▸ What you need to do: Pull out and copy every line of the entries below that contains the word "light".

▸ Data provided:
○ ○ ○

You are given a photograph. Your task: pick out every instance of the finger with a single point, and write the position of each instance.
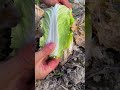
(51, 65)
(26, 55)
(66, 3)
(47, 50)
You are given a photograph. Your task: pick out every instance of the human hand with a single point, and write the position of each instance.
(53, 2)
(43, 66)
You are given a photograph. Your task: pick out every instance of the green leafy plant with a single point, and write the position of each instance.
(56, 27)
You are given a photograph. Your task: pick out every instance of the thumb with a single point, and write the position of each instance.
(46, 68)
(66, 3)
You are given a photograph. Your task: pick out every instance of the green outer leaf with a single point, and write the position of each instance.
(56, 26)
(24, 32)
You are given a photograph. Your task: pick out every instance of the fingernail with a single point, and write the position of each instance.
(51, 45)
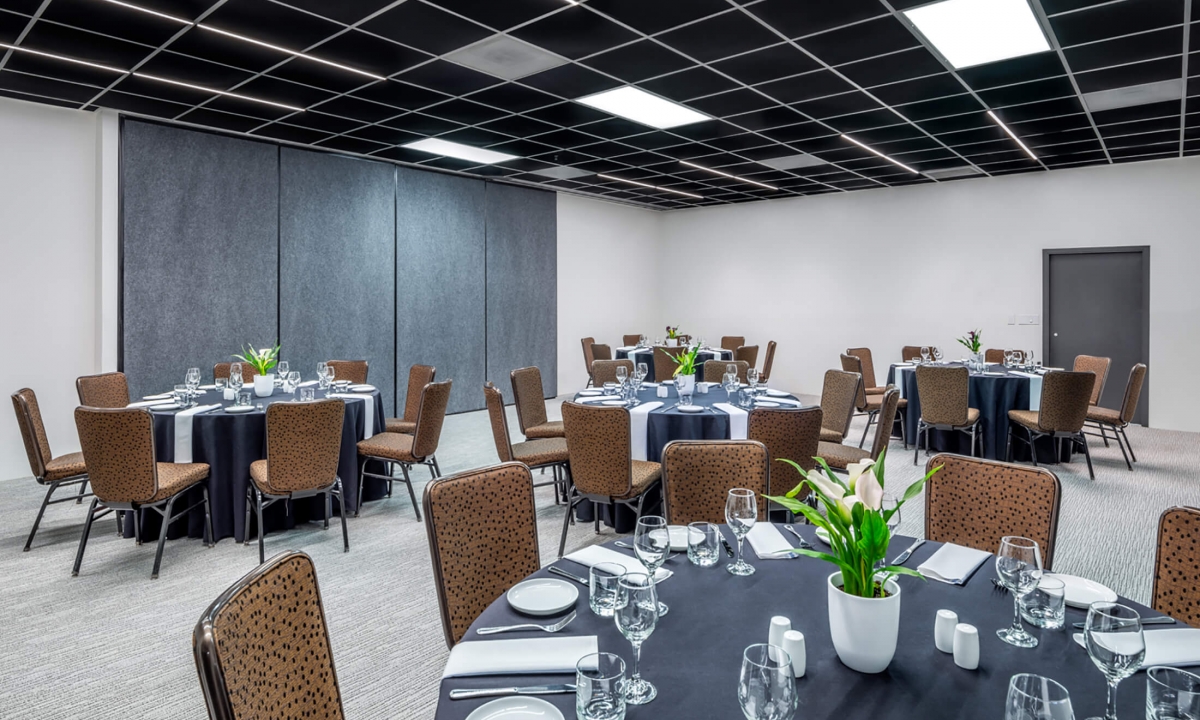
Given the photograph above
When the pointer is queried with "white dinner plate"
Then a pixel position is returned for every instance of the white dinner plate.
(543, 597)
(1083, 592)
(516, 708)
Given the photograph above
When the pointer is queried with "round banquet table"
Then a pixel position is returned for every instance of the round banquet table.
(228, 443)
(694, 657)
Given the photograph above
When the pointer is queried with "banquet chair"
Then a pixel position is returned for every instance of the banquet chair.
(419, 376)
(304, 444)
(1176, 591)
(531, 400)
(945, 403)
(406, 450)
(1117, 420)
(975, 503)
(65, 471)
(598, 439)
(118, 447)
(106, 390)
(697, 475)
(1065, 402)
(262, 648)
(475, 562)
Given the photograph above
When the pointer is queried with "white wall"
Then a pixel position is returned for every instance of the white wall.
(922, 265)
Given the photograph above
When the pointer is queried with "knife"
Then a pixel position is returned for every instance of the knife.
(493, 691)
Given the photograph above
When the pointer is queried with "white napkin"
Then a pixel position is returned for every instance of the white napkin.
(738, 420)
(639, 418)
(953, 563)
(533, 655)
(184, 432)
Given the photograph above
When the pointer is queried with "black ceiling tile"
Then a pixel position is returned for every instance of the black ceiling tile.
(574, 33)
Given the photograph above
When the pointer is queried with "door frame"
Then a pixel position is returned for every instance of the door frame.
(1047, 253)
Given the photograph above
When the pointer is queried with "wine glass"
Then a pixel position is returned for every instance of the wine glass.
(767, 687)
(741, 513)
(636, 613)
(652, 545)
(1019, 568)
(1116, 645)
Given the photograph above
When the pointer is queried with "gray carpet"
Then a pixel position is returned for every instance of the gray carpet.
(114, 645)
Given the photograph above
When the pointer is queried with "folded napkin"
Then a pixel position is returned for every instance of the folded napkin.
(953, 564)
(534, 655)
(594, 555)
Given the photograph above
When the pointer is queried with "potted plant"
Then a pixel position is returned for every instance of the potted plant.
(262, 361)
(864, 595)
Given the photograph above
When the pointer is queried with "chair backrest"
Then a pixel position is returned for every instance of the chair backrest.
(945, 394)
(304, 444)
(118, 447)
(430, 418)
(1065, 400)
(106, 390)
(1176, 591)
(262, 648)
(975, 503)
(599, 447)
(838, 395)
(1099, 366)
(475, 563)
(697, 475)
(529, 397)
(792, 435)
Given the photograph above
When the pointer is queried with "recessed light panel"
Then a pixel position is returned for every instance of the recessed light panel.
(975, 31)
(639, 106)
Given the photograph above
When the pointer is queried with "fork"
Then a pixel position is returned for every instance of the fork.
(553, 628)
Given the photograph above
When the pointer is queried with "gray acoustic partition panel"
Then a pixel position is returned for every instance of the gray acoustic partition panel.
(522, 283)
(337, 240)
(441, 282)
(199, 251)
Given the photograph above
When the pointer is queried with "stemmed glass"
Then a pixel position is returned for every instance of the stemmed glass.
(636, 613)
(1116, 645)
(1019, 569)
(741, 514)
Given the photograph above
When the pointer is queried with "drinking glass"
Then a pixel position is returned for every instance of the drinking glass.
(1019, 569)
(741, 513)
(636, 615)
(652, 545)
(1035, 697)
(1171, 694)
(767, 687)
(600, 688)
(1115, 643)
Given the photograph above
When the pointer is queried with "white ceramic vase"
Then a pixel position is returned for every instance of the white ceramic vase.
(864, 630)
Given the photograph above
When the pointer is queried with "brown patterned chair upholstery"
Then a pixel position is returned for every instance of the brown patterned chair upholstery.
(304, 443)
(945, 403)
(1117, 420)
(262, 648)
(65, 471)
(1065, 402)
(118, 447)
(106, 390)
(697, 475)
(406, 450)
(475, 562)
(1177, 565)
(975, 503)
(598, 439)
(419, 376)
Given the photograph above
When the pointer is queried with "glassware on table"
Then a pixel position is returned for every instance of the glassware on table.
(1019, 569)
(1035, 697)
(600, 688)
(1115, 643)
(636, 616)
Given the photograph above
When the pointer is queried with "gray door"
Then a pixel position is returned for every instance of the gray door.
(1097, 303)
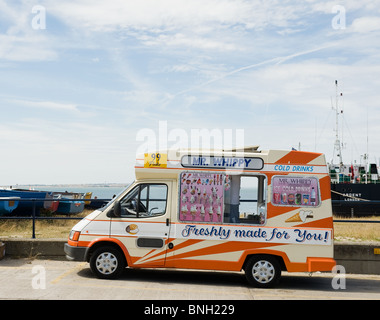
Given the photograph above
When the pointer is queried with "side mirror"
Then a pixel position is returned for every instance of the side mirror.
(117, 209)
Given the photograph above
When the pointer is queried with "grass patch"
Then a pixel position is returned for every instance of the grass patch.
(47, 229)
(44, 229)
(352, 231)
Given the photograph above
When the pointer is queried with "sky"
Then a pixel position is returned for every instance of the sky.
(85, 84)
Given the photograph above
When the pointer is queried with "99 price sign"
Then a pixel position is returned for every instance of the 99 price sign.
(155, 160)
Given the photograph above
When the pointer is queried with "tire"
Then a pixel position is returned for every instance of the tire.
(107, 262)
(263, 271)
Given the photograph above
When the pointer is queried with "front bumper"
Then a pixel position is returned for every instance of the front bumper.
(75, 253)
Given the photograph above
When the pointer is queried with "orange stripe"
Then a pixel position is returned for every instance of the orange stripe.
(321, 223)
(298, 157)
(325, 188)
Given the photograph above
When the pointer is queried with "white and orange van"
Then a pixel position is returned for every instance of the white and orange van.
(257, 211)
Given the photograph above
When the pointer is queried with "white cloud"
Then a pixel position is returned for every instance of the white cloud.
(366, 24)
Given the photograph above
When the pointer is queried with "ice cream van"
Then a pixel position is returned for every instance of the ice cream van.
(259, 211)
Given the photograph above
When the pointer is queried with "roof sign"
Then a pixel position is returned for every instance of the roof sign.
(216, 162)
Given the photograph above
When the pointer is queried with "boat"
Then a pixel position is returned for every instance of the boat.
(72, 202)
(355, 187)
(8, 204)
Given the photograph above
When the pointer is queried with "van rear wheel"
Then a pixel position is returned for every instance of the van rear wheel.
(263, 271)
(107, 262)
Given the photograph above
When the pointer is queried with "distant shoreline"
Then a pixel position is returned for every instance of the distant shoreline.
(73, 185)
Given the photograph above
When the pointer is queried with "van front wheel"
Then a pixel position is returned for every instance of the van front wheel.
(263, 271)
(107, 262)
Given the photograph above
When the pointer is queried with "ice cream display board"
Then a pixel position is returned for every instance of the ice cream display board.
(295, 191)
(201, 197)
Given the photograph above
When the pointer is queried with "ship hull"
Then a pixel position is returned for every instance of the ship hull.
(350, 199)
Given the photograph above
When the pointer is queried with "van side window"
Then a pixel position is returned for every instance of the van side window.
(244, 199)
(145, 200)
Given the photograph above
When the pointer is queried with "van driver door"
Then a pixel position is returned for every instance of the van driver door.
(143, 225)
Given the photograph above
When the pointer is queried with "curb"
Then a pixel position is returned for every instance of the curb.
(357, 258)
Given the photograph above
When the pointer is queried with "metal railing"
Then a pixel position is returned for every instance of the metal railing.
(35, 216)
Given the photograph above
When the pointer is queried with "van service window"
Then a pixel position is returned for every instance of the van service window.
(145, 200)
(295, 191)
(245, 199)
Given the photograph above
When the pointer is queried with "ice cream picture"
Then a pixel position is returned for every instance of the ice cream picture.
(300, 216)
(132, 229)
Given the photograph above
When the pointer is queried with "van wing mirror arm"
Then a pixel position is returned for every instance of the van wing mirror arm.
(117, 209)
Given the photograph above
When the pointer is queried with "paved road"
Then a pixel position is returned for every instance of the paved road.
(57, 279)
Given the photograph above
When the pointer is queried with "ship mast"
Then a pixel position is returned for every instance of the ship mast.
(337, 145)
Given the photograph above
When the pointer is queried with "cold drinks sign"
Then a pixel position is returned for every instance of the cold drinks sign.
(215, 162)
(295, 191)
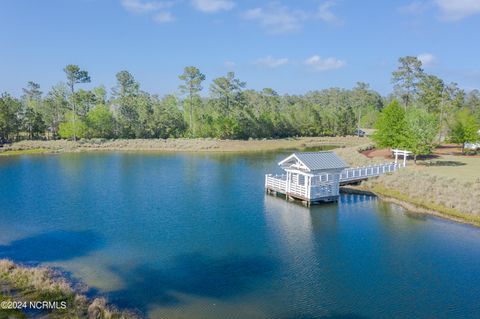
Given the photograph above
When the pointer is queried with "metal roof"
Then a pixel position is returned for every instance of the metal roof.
(316, 161)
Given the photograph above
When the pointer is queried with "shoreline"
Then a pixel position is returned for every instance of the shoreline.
(179, 145)
(412, 205)
(23, 285)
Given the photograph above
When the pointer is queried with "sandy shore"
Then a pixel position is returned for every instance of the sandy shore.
(180, 145)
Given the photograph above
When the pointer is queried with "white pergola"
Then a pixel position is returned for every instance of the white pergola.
(403, 153)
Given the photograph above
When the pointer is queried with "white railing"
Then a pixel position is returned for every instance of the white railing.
(326, 185)
(276, 182)
(358, 173)
(298, 190)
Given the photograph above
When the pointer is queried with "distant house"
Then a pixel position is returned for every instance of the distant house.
(360, 133)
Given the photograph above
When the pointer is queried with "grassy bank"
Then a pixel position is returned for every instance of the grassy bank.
(24, 152)
(448, 186)
(26, 284)
(181, 145)
(429, 193)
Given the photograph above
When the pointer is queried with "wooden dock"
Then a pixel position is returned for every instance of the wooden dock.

○ ○ ○

▸ Finished exercise:
When the pointer is queried with "recessed light panel"
Then a pixel position is returned for every instance of the recessed light panel.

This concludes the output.